WHAT IS NEEDED »
The records should be written out in full, with nothing altered.

Position annotation records

* * *

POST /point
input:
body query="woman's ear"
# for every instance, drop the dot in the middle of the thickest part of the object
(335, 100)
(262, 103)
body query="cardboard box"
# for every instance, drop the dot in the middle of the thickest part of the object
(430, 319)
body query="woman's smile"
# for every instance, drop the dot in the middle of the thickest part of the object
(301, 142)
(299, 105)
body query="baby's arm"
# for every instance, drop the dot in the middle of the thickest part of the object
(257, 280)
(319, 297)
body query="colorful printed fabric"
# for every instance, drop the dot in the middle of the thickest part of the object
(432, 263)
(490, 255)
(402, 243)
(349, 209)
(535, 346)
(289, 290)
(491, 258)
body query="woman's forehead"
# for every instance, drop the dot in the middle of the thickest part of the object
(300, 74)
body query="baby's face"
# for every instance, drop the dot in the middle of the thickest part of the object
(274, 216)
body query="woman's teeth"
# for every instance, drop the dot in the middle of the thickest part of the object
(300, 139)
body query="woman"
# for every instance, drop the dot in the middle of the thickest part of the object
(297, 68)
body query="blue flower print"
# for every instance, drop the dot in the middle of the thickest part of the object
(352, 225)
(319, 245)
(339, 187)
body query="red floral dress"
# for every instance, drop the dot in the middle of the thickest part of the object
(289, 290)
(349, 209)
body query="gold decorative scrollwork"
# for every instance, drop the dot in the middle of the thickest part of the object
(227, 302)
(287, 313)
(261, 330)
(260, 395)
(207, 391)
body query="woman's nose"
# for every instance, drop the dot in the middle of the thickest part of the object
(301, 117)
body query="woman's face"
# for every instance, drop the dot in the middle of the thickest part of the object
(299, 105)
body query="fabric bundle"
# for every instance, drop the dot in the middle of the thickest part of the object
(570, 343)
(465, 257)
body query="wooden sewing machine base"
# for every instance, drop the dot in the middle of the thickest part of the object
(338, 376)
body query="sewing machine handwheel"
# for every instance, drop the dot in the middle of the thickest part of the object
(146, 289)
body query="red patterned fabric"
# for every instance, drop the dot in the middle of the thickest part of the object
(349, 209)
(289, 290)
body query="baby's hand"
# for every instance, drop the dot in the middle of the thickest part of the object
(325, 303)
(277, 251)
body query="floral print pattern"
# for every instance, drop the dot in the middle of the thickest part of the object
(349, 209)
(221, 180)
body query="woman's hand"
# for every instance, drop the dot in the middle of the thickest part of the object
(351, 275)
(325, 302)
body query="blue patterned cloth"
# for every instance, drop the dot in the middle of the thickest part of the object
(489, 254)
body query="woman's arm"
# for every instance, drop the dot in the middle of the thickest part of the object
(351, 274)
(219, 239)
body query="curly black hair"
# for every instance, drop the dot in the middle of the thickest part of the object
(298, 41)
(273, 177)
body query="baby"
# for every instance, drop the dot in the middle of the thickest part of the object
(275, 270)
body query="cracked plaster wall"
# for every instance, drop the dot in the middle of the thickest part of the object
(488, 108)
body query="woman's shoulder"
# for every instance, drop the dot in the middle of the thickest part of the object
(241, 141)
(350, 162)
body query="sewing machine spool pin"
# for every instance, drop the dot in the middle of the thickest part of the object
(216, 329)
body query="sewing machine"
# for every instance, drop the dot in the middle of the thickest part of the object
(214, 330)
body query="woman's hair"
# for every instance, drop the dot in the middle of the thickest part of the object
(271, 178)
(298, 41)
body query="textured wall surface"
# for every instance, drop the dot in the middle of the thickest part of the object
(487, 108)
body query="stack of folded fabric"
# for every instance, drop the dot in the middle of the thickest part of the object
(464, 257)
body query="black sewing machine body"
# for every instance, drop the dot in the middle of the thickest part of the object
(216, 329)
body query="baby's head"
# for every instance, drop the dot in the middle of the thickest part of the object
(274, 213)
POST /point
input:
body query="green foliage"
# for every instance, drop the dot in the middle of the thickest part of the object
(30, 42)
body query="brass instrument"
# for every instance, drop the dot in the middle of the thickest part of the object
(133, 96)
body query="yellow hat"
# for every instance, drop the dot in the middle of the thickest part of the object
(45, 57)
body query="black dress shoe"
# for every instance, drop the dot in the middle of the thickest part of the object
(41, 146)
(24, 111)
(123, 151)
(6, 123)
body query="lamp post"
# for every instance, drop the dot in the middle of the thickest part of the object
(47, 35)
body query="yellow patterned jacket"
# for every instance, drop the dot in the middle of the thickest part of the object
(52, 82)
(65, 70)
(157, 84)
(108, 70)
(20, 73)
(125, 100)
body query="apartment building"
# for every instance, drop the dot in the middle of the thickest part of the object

* * *

FINISHED ANSWER »
POST /point
input:
body query="woman's ear"
# for every instance, drop the dot in the middle of the thickest part of the object
(335, 100)
(262, 103)
body query="cardboard box"
# for every instance, drop the dot in the middle of the thickest part of the object
(430, 319)
body query="woman's smile"
# for every instance, drop the dot in the middle of the thickest part of the object
(301, 142)
(299, 105)
body query="baby's arm"
# for every instance, drop the dot in the middle of the thickest part of the object
(257, 280)
(319, 297)
body query="colorful printed fabric"
# for every instance, drop the dot in the middle of the thickest part of the object
(432, 263)
(490, 255)
(402, 243)
(349, 209)
(535, 346)
(289, 290)
(491, 258)
body query="woman's forehead"
# for every instance, drop the dot in the middle of the thickest part of the object
(300, 74)
body query="baby's face"
# for every instance, drop the dot in the middle of the thickest part of the object
(274, 216)
body query="woman's teeth"
# for every instance, drop the dot in the middle of the thickest part of the object
(300, 139)
body query="woman"
# for every instance, drop the dot in the middle of the thickest part of the object
(297, 68)
body query="blue flower print"
# for every instance, drop the dot in the middle of the thickest part of the object
(352, 225)
(319, 245)
(339, 187)
body query="red floral dress"
# for every instance, drop the dot in the middle of the thickest part of the object
(289, 290)
(349, 209)
body query="gold decorative scrollwork"
# for every instance, drop the dot in the middle of the thickest part of the object
(227, 302)
(287, 313)
(261, 330)
(260, 395)
(207, 391)
body query="woman's nose"
# for every instance, drop the dot in the middle of the thickest part of the object
(301, 117)
body query="woman's face"
# for every instance, drop the dot in the middle of the thickest part of the object
(299, 105)
body query="fabric bundle"
# for every instance, drop the dot in the middle of the thickest part of the object
(570, 343)
(465, 257)
body query="wooden sewing machine base"
# for every instance, drop the dot in the middle of the thickest part of the object
(338, 376)
body query="sewing machine handwheel"
# for every instance, drop the dot in the middle of the thickest part of the object
(146, 289)
body query="red patterned fabric"
# for every instance, drop the dot in the middle of the thickest part of the object
(349, 209)
(289, 290)
body query="baby's hand"
# for every instance, drop the dot in the middle of the thickest part of the object
(325, 303)
(277, 251)
body query="floral print pattern"
# for every instance, drop the dot in the middle of the thickest part of the object
(349, 209)
(221, 180)
body query="woman's hand"
# for every instance, drop the dot in the middle of the thickest part of the object
(351, 275)
(325, 302)
body query="blue patterned cloth"
# for every instance, drop the dot in the middle of the thickest part of the object
(489, 254)
body query="woman's arm"
# for every instance, drop the dot in the middle of the thickest part of the object
(351, 274)
(219, 239)
body query="curly black hair"
# for every instance, drop the dot in the middle of the thickest part of the object
(298, 41)
(273, 177)
body query="baby"
# for every instance, drop the dot in the middle of the thickest part of the object
(275, 270)
body query="cracked plaster wall"
# for every instance, drop the dot in the middle of the thickest part of the object
(488, 108)
body query="woman's shoulder"
# for every instance, drop the dot in the middle of the thickest part of the object
(241, 141)
(350, 162)
body query="sewing machine spool pin"
# for every instance, drop the dot in the middle of the thickest part of the object
(216, 329)
body query="sewing machine"
# for every instance, drop the dot in the middle of the thickest part of the object
(214, 330)
body query="woman's hair"
# for every instance, drop the dot in the middle of the thickest part of the object
(271, 178)
(298, 41)
body query="textured wall surface"
# for every instance, drop the dot in the middle of the thickest part of the object
(487, 108)
body query="stack of folded fabric"
# for every instance, drop the dot in the middle of the thickest part of the object
(464, 257)
body query="black sewing machine body"
# for every instance, drop the dot in the middle of the thickest part of the object
(216, 329)
body query="baby's head"
# for every instance, drop the dot in the middle of the thickest part of the object
(274, 213)
POST /point
input:
body query="green foliage"
# for every instance, drop the dot in the middle of the thickest part of the object
(30, 42)
body query="brass instrument"
# for every instance, drop the dot in the middle of the thickest part of the object
(133, 96)
body query="yellow hat"
# for every instance, drop the dot in the middle of the thickest part of the object
(45, 57)
body query="black dress shoe"
# for every instance, drop the dot in the middle of the thickest part of the object
(41, 146)
(24, 111)
(123, 151)
(6, 123)
body query="lamp post"
# for every instance, drop the dot in the middle of the thickest part of the object
(47, 35)
body query="yellow patterned jacket"
# for every instance, drop the dot in the middle of the thickest part of the object
(52, 82)
(65, 70)
(157, 84)
(108, 70)
(20, 73)
(125, 100)
body query="apartment building"
# for every instance, drop the dot in the middle of the thickest part of the object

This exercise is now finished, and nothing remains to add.